[Named object pointing lines]
════════
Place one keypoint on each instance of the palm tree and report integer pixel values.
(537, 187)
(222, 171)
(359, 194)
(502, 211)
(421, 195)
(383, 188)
════════
# Problem
Retype the lines above verbatim.

# Result of this exercise
Place one keypoint on each instance of the palm tree and report integer pixel values.
(537, 187)
(222, 171)
(359, 194)
(502, 211)
(421, 195)
(383, 188)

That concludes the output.